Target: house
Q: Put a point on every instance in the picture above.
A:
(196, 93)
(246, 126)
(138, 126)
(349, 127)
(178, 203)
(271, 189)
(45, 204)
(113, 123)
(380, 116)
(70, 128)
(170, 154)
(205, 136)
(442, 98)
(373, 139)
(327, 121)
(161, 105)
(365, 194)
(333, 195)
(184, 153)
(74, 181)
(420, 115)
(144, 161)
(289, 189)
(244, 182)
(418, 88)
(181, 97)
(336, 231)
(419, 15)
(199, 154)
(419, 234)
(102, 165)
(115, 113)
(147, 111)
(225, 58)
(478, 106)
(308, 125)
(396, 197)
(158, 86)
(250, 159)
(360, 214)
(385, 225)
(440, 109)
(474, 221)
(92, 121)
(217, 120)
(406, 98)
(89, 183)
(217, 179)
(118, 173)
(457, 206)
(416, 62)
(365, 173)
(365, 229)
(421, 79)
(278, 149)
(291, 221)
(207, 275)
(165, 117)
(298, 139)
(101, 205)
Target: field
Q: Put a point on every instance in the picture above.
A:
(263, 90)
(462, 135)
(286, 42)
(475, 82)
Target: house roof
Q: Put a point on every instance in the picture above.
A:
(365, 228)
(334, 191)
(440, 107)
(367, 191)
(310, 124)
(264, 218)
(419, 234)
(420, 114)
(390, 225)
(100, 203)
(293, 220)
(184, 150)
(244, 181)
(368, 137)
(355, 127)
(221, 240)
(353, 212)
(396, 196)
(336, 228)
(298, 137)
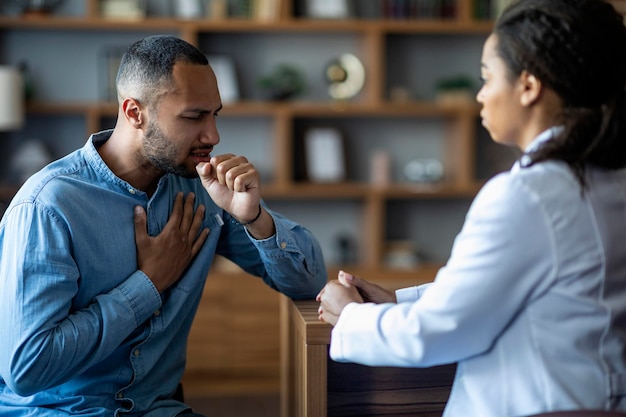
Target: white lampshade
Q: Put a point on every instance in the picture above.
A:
(11, 98)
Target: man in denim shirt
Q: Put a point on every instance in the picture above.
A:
(104, 253)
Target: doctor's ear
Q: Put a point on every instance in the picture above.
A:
(531, 88)
(132, 111)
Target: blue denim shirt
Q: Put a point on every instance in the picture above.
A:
(83, 331)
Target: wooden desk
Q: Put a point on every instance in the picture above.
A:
(314, 386)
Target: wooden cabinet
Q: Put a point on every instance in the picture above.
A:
(353, 216)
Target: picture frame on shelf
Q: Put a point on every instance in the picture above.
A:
(328, 9)
(226, 74)
(123, 9)
(325, 155)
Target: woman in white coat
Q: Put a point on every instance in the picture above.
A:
(532, 302)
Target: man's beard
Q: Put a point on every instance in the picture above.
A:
(161, 151)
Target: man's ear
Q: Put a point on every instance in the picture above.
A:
(133, 113)
(531, 88)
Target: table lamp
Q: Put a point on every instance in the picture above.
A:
(11, 98)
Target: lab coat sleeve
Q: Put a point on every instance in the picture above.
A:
(503, 255)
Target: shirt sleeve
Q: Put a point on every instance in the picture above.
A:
(49, 339)
(293, 259)
(503, 254)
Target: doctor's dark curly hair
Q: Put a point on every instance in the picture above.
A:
(578, 49)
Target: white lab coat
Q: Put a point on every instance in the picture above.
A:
(531, 304)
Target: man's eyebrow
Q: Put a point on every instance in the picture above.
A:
(201, 110)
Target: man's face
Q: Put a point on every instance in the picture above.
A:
(181, 130)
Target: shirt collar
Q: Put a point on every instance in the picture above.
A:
(536, 143)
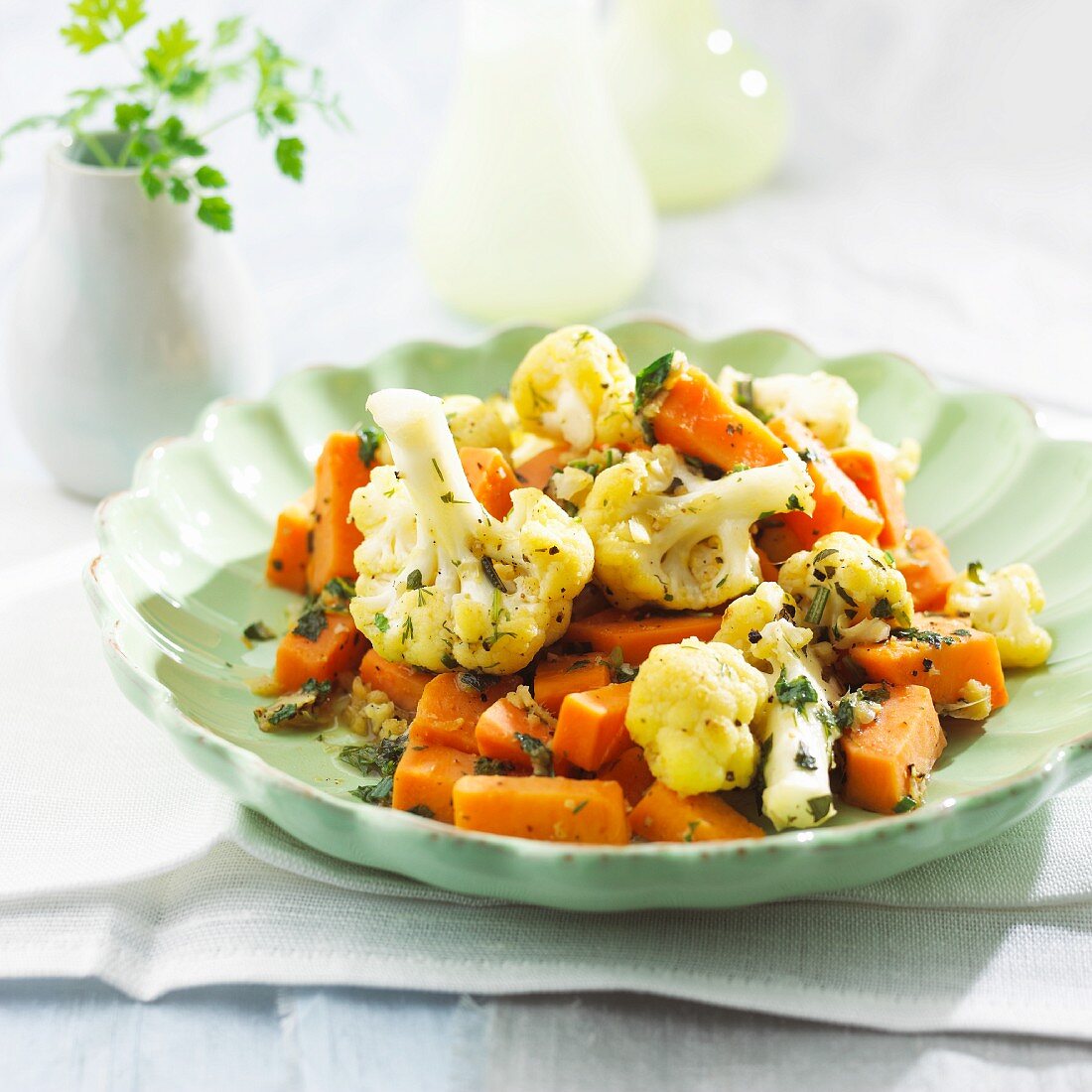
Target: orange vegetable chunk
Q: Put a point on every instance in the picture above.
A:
(286, 565)
(631, 772)
(339, 473)
(497, 730)
(636, 634)
(490, 478)
(449, 710)
(929, 574)
(888, 759)
(402, 683)
(537, 470)
(337, 648)
(547, 809)
(840, 504)
(425, 777)
(698, 418)
(564, 675)
(880, 484)
(591, 729)
(960, 655)
(664, 816)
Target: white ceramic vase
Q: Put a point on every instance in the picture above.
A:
(533, 206)
(706, 117)
(127, 318)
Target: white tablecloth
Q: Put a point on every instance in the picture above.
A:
(936, 204)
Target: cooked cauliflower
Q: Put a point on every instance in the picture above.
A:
(665, 535)
(477, 424)
(849, 589)
(690, 709)
(1003, 603)
(826, 404)
(798, 729)
(443, 585)
(576, 388)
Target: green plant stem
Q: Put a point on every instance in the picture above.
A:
(95, 145)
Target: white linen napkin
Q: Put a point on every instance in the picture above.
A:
(118, 861)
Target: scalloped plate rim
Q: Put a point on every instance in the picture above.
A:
(110, 618)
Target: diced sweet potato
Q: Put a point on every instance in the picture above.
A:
(886, 762)
(664, 816)
(426, 776)
(549, 809)
(336, 648)
(945, 659)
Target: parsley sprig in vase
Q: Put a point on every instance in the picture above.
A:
(132, 309)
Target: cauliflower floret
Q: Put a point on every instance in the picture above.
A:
(826, 403)
(797, 732)
(576, 386)
(477, 424)
(668, 536)
(849, 589)
(443, 585)
(1003, 603)
(690, 709)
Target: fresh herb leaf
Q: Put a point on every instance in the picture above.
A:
(490, 574)
(492, 767)
(542, 757)
(651, 379)
(312, 622)
(367, 441)
(805, 759)
(797, 692)
(815, 614)
(929, 636)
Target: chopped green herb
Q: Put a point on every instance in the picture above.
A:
(368, 440)
(797, 692)
(312, 622)
(814, 617)
(651, 379)
(929, 636)
(259, 631)
(805, 759)
(490, 574)
(491, 767)
(542, 759)
(379, 793)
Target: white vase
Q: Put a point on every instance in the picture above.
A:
(533, 206)
(706, 116)
(127, 318)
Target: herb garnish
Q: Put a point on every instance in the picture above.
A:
(542, 757)
(312, 622)
(796, 692)
(259, 631)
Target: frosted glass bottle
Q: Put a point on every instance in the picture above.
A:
(706, 117)
(534, 206)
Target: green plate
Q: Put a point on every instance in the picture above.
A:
(179, 577)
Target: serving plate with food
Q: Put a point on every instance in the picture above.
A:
(608, 620)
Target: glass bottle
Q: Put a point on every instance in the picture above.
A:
(706, 117)
(533, 206)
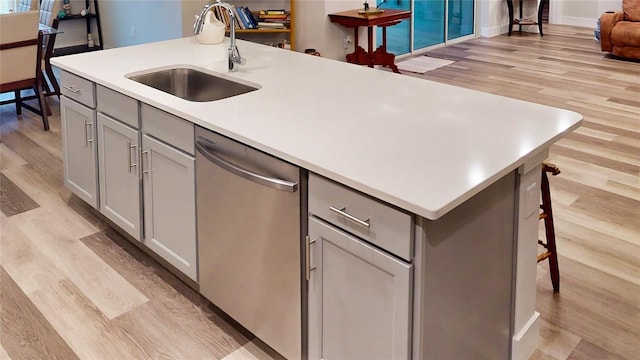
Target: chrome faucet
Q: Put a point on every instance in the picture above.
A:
(234, 55)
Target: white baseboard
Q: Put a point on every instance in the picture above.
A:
(576, 21)
(525, 342)
(503, 29)
(491, 31)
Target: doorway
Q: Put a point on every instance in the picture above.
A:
(433, 22)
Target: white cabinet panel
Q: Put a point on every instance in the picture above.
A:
(118, 146)
(169, 204)
(79, 149)
(359, 298)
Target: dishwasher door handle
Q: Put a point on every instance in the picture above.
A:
(205, 149)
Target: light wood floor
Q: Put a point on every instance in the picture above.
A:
(72, 288)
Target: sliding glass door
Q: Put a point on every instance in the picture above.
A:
(434, 22)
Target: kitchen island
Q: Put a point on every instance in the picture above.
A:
(464, 165)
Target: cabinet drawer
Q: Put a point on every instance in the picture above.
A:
(77, 88)
(169, 128)
(118, 106)
(370, 219)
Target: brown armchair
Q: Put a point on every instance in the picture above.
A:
(620, 30)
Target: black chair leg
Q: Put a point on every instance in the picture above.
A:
(43, 110)
(18, 102)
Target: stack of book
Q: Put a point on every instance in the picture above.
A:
(244, 17)
(273, 19)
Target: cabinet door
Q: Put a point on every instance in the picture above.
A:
(79, 149)
(119, 174)
(169, 204)
(359, 298)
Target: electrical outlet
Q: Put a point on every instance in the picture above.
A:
(347, 42)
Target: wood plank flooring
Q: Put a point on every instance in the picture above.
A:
(73, 288)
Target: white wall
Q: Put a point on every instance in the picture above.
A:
(126, 22)
(315, 30)
(580, 13)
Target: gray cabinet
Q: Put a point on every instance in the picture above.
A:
(168, 178)
(359, 295)
(79, 149)
(118, 146)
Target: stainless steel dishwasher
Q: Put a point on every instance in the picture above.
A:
(249, 236)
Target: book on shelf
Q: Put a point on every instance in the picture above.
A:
(239, 24)
(273, 12)
(250, 18)
(271, 25)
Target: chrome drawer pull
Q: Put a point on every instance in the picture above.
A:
(341, 211)
(88, 129)
(144, 154)
(72, 89)
(129, 148)
(307, 255)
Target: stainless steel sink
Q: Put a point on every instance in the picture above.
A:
(193, 85)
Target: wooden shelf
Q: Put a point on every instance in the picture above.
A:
(88, 19)
(74, 50)
(255, 7)
(274, 31)
(76, 16)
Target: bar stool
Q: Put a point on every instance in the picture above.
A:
(547, 215)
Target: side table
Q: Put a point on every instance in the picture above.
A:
(353, 19)
(512, 22)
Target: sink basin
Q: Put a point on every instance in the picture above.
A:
(193, 85)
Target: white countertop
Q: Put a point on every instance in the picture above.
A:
(423, 146)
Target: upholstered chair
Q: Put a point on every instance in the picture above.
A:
(48, 16)
(620, 30)
(20, 60)
(27, 5)
(49, 11)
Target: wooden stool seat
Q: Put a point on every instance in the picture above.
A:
(547, 216)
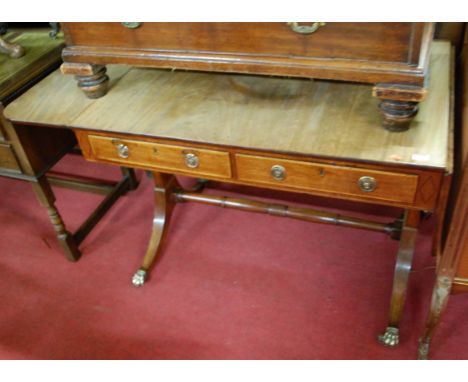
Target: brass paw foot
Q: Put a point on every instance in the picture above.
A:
(423, 350)
(391, 337)
(139, 278)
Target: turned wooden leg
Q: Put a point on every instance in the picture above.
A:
(440, 296)
(399, 104)
(400, 279)
(164, 204)
(46, 198)
(92, 79)
(13, 50)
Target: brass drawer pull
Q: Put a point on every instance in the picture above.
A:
(131, 25)
(191, 160)
(367, 183)
(122, 150)
(278, 172)
(305, 29)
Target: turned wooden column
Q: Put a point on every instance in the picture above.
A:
(398, 104)
(92, 79)
(13, 50)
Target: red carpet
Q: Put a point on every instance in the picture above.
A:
(230, 284)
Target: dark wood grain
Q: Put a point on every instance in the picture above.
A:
(385, 53)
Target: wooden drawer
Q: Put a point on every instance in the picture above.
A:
(189, 160)
(8, 159)
(383, 42)
(328, 179)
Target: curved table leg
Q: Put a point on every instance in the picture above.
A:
(164, 204)
(440, 296)
(400, 280)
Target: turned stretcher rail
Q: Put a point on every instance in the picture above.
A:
(306, 214)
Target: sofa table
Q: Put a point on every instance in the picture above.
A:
(304, 136)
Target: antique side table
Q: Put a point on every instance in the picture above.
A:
(29, 154)
(313, 137)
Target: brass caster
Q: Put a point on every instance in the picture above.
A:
(390, 338)
(139, 278)
(423, 350)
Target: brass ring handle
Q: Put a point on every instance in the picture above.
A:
(122, 150)
(131, 25)
(191, 160)
(305, 29)
(278, 172)
(367, 183)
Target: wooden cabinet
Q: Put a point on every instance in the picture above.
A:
(392, 56)
(284, 134)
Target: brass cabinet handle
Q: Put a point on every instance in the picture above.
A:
(367, 183)
(131, 25)
(122, 150)
(191, 160)
(278, 172)
(305, 29)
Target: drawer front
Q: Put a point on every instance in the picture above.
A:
(384, 42)
(193, 161)
(328, 179)
(8, 159)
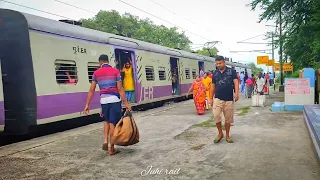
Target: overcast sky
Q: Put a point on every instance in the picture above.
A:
(228, 21)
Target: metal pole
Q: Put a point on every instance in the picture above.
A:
(280, 53)
(274, 74)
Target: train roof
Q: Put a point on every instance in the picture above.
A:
(57, 27)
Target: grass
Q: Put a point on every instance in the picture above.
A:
(196, 148)
(244, 110)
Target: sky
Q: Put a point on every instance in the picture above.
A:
(227, 21)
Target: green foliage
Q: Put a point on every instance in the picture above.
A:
(255, 69)
(208, 52)
(142, 29)
(301, 25)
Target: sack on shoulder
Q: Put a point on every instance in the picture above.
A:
(126, 132)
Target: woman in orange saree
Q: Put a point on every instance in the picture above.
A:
(199, 95)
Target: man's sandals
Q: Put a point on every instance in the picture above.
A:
(218, 139)
(105, 148)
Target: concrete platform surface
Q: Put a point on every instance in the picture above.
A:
(267, 146)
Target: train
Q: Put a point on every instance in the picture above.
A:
(36, 53)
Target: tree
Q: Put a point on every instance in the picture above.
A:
(131, 26)
(301, 23)
(208, 51)
(255, 70)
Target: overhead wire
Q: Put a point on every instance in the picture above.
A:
(162, 19)
(74, 6)
(94, 13)
(172, 11)
(36, 9)
(139, 10)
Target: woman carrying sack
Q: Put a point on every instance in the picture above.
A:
(109, 81)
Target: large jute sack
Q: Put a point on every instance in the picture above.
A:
(126, 132)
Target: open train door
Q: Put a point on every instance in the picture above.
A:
(201, 67)
(2, 117)
(175, 75)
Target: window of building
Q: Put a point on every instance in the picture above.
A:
(66, 72)
(162, 73)
(91, 68)
(187, 72)
(194, 73)
(149, 73)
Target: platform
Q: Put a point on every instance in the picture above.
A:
(312, 119)
(266, 146)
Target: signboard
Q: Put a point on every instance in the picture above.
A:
(262, 60)
(286, 67)
(271, 62)
(297, 86)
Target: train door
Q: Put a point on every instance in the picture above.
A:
(174, 68)
(201, 67)
(2, 118)
(125, 62)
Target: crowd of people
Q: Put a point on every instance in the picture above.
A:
(218, 90)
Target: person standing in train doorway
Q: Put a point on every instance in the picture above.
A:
(174, 79)
(111, 93)
(128, 82)
(223, 83)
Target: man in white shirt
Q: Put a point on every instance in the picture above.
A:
(260, 82)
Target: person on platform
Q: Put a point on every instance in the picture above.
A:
(242, 82)
(225, 90)
(271, 79)
(199, 95)
(207, 82)
(260, 83)
(128, 82)
(111, 93)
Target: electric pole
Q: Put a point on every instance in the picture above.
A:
(281, 87)
(274, 74)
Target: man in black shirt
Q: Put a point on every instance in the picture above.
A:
(224, 81)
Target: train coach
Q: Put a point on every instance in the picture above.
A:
(38, 55)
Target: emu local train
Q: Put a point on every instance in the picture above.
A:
(38, 55)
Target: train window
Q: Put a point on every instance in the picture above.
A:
(66, 72)
(194, 73)
(149, 73)
(187, 71)
(91, 68)
(162, 73)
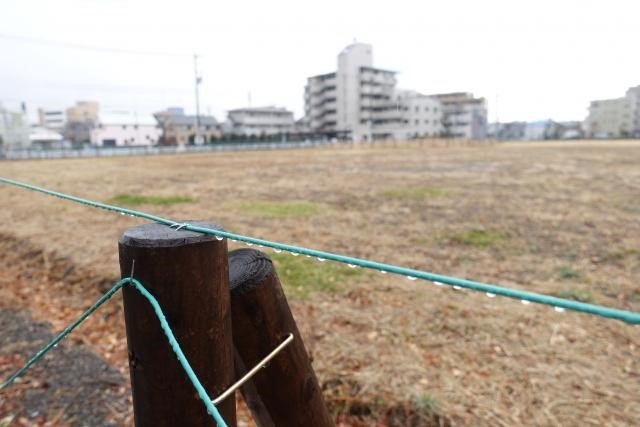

What is being asked
Your answer must be everything above from the line with "Target: antique side table" down to the line with "Target: open train door", word for word, and no pictures.

Response
Target: antique side table
Q: Put a point on every instance in the picture above.
A:
(29, 154)
(313, 137)
Target: brass caster
Q: Put a point on every instance in the picture above.
A:
(390, 338)
(139, 278)
(423, 350)
Target: brass ring handle
Q: Put a point on every instance in the picture above.
A:
(122, 150)
(131, 25)
(191, 160)
(305, 29)
(278, 172)
(367, 183)
Target: wooden cabinet
Q: Put a point on every instance in the picture above.
A:
(392, 56)
(284, 134)
Target: brass cabinet handle
Q: Put a point on every instance in the picture above.
A:
(367, 183)
(131, 25)
(122, 150)
(191, 160)
(278, 172)
(305, 29)
Target: drawer front
Q: Put a point on every instance in the picture above.
A:
(384, 42)
(193, 161)
(328, 179)
(8, 159)
Target: overcast sky
Q: Put a point on every instance in the picture above.
A:
(228, 21)
Target: metal pole
Q: Put a point on every instance in the picture above.
A:
(280, 53)
(274, 74)
Target: train roof
Q: Put a point on every instance in the picture above.
A:
(57, 27)
Target: grass
Q: Put a point on every instance in the picture above.
A:
(196, 148)
(244, 110)
Target: sky
Q: Put a point on every instance in the picture above.
A:
(227, 21)
Target: green foliage
Q: Put a point on every instance in the picture above.
A:
(255, 69)
(208, 52)
(142, 29)
(301, 25)
Target: sack on shoulder
Q: Put a point on every instance in the picture above.
A:
(126, 132)
Target: woman in orange saree
Q: Put a point on every instance in the picture above.
A:
(199, 95)
Target: man's sandals
Q: Put a point on every instance in the picture above.
A:
(218, 139)
(105, 148)
Target: concrete platform surface
Q: Put a point on every instance in the picture above.
A:
(267, 146)
Target: train
Q: Put a point on every instance in the picture above.
A:
(36, 53)
Target: tree
Q: Put a point on every instance in the picture above.
A:
(131, 26)
(301, 23)
(208, 51)
(255, 70)
Target: overhead wire
Q: Put a point on every instance in the picture above.
A:
(162, 19)
(74, 6)
(94, 13)
(172, 11)
(36, 9)
(139, 10)
Target: woman carrying sack
Q: Put a point on every instance in the picture above.
A:
(109, 81)
Target: large jute sack
Q: Put a point on every instance in the picture above.
A:
(126, 132)
Target: open train door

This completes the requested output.